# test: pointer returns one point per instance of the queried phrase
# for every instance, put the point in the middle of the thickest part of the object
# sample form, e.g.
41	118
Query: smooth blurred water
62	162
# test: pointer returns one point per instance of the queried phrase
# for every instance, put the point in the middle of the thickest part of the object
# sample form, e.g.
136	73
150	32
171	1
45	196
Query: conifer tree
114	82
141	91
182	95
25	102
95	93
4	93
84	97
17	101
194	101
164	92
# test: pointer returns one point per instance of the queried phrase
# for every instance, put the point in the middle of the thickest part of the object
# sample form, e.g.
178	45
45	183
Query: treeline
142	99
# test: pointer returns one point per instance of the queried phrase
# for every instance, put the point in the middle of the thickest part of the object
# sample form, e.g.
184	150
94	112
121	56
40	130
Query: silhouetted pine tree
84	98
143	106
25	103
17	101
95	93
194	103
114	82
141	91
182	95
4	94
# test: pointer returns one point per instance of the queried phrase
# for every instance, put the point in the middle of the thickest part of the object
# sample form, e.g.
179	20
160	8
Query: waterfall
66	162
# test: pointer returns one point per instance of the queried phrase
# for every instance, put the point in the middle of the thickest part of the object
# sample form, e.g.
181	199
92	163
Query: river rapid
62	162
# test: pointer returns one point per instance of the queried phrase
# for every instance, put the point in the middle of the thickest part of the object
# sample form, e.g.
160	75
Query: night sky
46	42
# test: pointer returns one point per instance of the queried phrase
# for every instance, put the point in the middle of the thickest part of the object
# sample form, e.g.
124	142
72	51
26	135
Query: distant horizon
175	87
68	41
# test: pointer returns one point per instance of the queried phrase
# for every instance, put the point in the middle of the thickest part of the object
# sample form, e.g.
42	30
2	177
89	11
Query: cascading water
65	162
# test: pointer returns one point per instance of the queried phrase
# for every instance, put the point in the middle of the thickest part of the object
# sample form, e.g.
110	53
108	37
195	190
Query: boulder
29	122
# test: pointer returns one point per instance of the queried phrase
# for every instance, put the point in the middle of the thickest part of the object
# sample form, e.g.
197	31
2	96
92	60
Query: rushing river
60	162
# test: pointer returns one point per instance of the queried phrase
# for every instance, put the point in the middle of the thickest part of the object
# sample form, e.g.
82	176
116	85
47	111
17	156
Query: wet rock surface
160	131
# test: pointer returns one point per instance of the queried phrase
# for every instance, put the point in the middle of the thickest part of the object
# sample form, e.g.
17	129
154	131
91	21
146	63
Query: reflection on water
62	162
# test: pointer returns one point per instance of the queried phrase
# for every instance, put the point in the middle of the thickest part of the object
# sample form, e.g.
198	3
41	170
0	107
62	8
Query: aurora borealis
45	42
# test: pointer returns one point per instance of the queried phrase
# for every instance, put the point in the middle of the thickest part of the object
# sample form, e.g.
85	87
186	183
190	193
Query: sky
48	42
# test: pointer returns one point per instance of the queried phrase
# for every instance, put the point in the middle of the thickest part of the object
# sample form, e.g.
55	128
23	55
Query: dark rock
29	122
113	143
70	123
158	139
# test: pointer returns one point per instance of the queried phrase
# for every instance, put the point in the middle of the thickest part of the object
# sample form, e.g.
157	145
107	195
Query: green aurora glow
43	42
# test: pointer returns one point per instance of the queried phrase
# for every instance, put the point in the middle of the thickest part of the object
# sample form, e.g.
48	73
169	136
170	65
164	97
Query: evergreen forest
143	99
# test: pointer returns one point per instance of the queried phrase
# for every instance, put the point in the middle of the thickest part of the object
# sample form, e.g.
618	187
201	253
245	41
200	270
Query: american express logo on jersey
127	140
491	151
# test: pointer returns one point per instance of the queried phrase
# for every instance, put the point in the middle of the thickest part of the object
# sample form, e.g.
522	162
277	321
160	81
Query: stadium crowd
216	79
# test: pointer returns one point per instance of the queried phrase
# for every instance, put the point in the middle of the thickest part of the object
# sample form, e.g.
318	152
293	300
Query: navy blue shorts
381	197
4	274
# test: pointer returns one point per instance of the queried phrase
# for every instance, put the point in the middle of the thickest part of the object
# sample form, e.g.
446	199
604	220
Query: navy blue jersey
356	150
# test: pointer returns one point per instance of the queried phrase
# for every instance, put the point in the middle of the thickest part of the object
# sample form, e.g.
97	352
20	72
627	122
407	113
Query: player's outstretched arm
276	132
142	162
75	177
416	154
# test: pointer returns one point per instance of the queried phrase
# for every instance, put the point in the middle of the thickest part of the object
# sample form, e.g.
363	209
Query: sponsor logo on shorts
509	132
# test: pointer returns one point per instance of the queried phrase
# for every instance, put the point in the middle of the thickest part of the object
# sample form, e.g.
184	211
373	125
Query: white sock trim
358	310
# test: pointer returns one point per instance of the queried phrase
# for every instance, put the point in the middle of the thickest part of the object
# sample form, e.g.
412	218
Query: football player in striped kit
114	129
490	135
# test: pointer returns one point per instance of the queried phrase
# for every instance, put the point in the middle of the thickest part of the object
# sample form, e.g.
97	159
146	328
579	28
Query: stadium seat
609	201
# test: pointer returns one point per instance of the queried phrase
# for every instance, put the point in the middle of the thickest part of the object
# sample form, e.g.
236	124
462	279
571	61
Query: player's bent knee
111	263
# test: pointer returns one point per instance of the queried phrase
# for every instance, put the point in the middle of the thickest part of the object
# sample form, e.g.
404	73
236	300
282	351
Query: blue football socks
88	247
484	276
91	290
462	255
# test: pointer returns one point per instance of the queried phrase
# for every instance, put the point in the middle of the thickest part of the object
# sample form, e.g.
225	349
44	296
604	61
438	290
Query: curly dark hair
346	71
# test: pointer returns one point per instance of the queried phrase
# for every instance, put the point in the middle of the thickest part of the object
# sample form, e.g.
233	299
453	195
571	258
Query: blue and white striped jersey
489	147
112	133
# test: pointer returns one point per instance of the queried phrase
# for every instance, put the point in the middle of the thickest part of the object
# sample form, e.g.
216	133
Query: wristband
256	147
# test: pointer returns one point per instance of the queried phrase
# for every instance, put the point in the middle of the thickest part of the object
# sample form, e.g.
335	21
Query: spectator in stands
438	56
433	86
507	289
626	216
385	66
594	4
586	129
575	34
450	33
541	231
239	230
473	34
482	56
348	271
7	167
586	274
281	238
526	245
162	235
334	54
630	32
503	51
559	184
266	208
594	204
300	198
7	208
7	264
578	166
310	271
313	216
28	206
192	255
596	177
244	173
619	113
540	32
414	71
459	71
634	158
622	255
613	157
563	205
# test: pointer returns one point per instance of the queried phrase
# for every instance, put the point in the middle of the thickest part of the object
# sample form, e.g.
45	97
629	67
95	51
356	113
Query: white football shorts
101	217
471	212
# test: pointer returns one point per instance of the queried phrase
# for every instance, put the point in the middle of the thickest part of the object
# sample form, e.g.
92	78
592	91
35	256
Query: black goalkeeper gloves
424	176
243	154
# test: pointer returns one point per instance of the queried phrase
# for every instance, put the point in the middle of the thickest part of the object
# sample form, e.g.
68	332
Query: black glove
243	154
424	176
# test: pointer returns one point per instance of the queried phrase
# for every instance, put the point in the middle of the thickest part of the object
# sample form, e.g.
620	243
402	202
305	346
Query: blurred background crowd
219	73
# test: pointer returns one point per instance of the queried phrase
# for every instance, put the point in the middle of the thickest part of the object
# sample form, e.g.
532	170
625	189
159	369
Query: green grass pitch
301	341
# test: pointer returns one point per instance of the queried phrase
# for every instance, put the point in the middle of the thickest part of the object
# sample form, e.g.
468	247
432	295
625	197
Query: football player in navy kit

WHAT THIS TASK INVOLVES: Repeat each of the entries above precisely as given.

EXERCISE RESULT:
# test: pointer returns one point per instance of the queried phrase
# for every instance, put the point in the middle of the thickest part of the object
# sample form, e.g.
41	118
Query: smooth blurred water
62	162
# test: pointer returns one point per instance of the queried phrase
# for every instance, put the point in the middle of the thickest part of the object
# sample form, e.g.
136	73
150	32
171	1
45	196
Query: conifer tree
114	82
141	91
182	95
25	102
95	93
4	93
84	97
17	101
194	101
164	92
# test: pointer returns one point per instance of the queried phrase
# for every instance, put the point in the middle of the thickest part of the object
# sample form, e.g.
178	45
45	183
Query: treeline
142	99
# test: pointer returns one point per instance of the queried phrase
# for every instance, put the point in the middle of the thickest part of the object
# sample form, e.g.
184	150
94	112
121	56
40	130
Query: silhouetted pine tree
84	98
143	106
25	103
17	101
95	93
194	103
114	82
141	91
182	95
4	94
# test: pointer returns one point per instance of the queried phrase
# for every instance, put the point in the middle of the thickest part of the object
# sample form, e.g.
179	20
160	8
Query: waterfall
66	162
# test: pointer returns one point per instance of the queried phrase
# for every instance, put the point in the middle of the thickest part of the object
# sample form, e.g.
181	199
92	163
Query: river rapid
62	162
# test: pointer returns one point per instance of the queried phrase
# for every instance, put the point in the middle of the thickest part of the object
# sample form, e.g.
160	75
Query: night sky
46	42
# test: pointer returns one point per instance of the queried phrase
# for every instance, put the point in the middle of the thickest part of the object
# sample form, e.g.
124	142
72	51
26	135
Query: distant horizon
175	87
68	41
# test: pointer returns one point per instance of the queried phrase
# for every instance, put the point in the middle of the thickest part of the object
# sample form, e.g.
42	30
2	177
89	11
Query: cascading water
65	162
# test: pointer returns one point per instance of the queried phrase
# for every instance, put the point in the middle of the thickest part of the object
# sample form, e.g.
110	53
108	37
195	190
Query: boulder
29	122
# test: pointer returns one point per instance of the queried phrase
# for every instance, put the point in the middle of the thickest part of the object
# sample form, e.g.
197	31
2	96
92	60
Query: rushing river
60	162
# test: pointer returns one point per instance of the queried phrase
# for every instance, put the point in the middle of the thickest part of the object
# sample form, e.g.
82	176
116	85
47	111
17	156
Query: wet rock surface
160	131
# test: pointer returns one point per instance of the queried phrase
# for every instance, put the point in the middle of the thickest part of the object
# sample form, e.g.
17	129
154	131
91	21
146	63
Query: reflection on water
62	162
# test: pointer returns one point per instance of the queried phrase
# for every instance, put the point in the middle of the thickest part of the object
# sample form, e.g.
198	3
41	170
0	107
62	8
Query: aurora borealis
45	42
# test: pointer returns one point per instance of the queried phrase
# for every instance, put the point in the middle of the thickest part of the object
# sample form, e.g.
85	87
186	183
190	193
Query: sky
48	42
# test: pointer returns one point per instance of the queried phrase
# for every instance, put the point in the middle of the thickest part of the object
# sample form, e.g.
55	128
23	55
Query: dark rock
29	122
113	143
70	123
158	139
# test: pointer returns one point per instance of the queried phrase
# for every instance, put the point in the middle of the thickest part of the object
# sample form, e.g.
157	145
107	195
Query: green aurora glow
43	42
# test: pointer returns one point per instance of the queried phrase
# for every instance, put the point in the middle of the thickest part of the object
# sample form, e.g.
48	73
169	136
170	65
164	97
Query: evergreen forest
143	99
# test: pointer returns one point per instance of the queried phrase
# for every instance, put the point in the middle of the thickest part of the object
# sample form, e.g.
618	187
201	253
245	41
200	270
Query: american express logo on jersey
127	140
491	151
# test: pointer returns one point per instance of the queried phrase
# for every instance, put the point in the middle of the thickest part of the object
# sample form, e.g.
522	162
277	321
160	81
Query: stadium crowd
216	79
# test: pointer returns one point per instance of the queried phrase
# for every instance, put the point in the middle of the thickest part of the object
# sample form, e.g.
318	152
293	300
Query: navy blue shorts
381	197
4	274
# test: pointer returns one point per instance of the queried phrase
# for every instance, put the point in the middle of the thickest part of the object
# sample form, e.g.
446	199
604	220
Query: navy blue jersey
356	150
# test: pointer returns one point per instance of the queried phrase
# for every instance, put the point in the middle of the thickest part of the object
# sample form, e.g.
97	352
20	72
627	122
407	113
Query: player's outstretched arm
276	132
142	162
75	177
416	154
# test: pointer returns one point per instance of the queried phrase
# for every instance, put the point in the middle of the thickest part of the object
# sample form, e.g.
363	209
Query: sponsor logo on shorts
509	132
# test: pointer returns one point per instance of the queried phrase
# for every instance, put the point in the middle of the thickest part of the object
# sample form, e.g.
184	211
373	125
Query: white sock trim
358	310
# test: pointer returns one point per instance of the queried phrase
# for every instance, put the point in the middle of the thickest part of the object
# sample form, e.g.
412	218
Query: football player in striped kit
114	129
490	135
# test: pointer returns one point per instance of the queried phrase
# for every instance, put the point in the middle of the thickest part of the object
# sample form, e.g.
97	159
146	328
579	28
Query: stadium seat
609	201
# test: pointer returns one point per instance of the queried phrase
# for every instance, put the point in the middle of the thickest part of the object
# sample form, e.g.
236	124
462	279
571	61
Query: player's bent knee
111	263
# test: pointer returns one point per instance of the queried phrase
# for every instance, put the point in the middle of the thickest part of the object
# sample form, e.g.
404	73
236	300
282	351
Query: blue football socks
88	247
484	276
91	290
462	255
# test: pointer returns one point per instance of the queried phrase
# for every instance, put the point in the middle of the thickest part of the object
# sample form, e.g.
225	349
44	296
604	61
438	290
Query: curly dark hair
346	71
# test: pointer returns one point per instance of the queried phrase
# for every instance, put the point in the middle of the thickest part of the object
# sample form, e.g.
233	299
453	195
571	258
Query: blue and white striped jersey
489	147
112	133
# test: pointer returns one point per instance of the queried phrase
# for every instance, put the point in the middle of the thickest part of the object
# sample form, e.g.
216	133
Query: wristband
256	147
# test: pointer returns one point per instance of the queried phrase
# for every instance, put the point in the middle of the thickest part of the object
# sample form, e.g.
335	21
Query: spectator in stands
438	56
433	86
507	289
626	216
385	66
594	4
586	129
575	34
450	33
541	231
239	230
473	34
482	56
348	271
7	167
586	274
281	238
526	245
162	235
334	54
630	32
503	51
559	184
266	208
594	204
300	198
7	208
7	264
578	166
310	271
313	216
28	206
192	255
596	177
244	173
619	113
540	32
414	71
459	71
634	158
622	255
613	157
563	205
# test: pointer returns one point per instance of the queried phrase
# for every instance, put the point in the middle of the thickest part of the object
# sample form, e.g.
45	97
629	67
95	51
356	113
Query: white football shorts
101	217
471	212
# test: pointer returns one point per instance of the queried phrase
# for every instance, put the point in the middle of the thickest part of the object
# sample form, e.g.
92	78
592	91
35	256
Query: black goalkeeper gloves
424	176
243	154
# test: pointer returns one point per instance of the queried phrase
# for every instance, put the point in the middle of the thickest part of the object
# sample form, e.g.
68	332
Query: black glove
243	154
424	176
# test: pointer returns one point per instance of the queried phrase
# for every instance, put the point in the middle of the thickest part of the object
# sample form, e.g.
620	243
402	202
305	346
Query: blurred background crowd
219	73
# test: pointer returns one point per instance of the queried phrase
# for every instance, put the point in the middle of the thickest part of the object
# sample form, e.g.
532	170
625	189
159	369
Query: green grass pitch
301	341
# test: pointer returns one point per instance of the queried phrase
# for every instance, put the point in the middle of the thickest part of the object
# sample form, e.g.
468	247
432	295
625	197
Query: football player in navy kit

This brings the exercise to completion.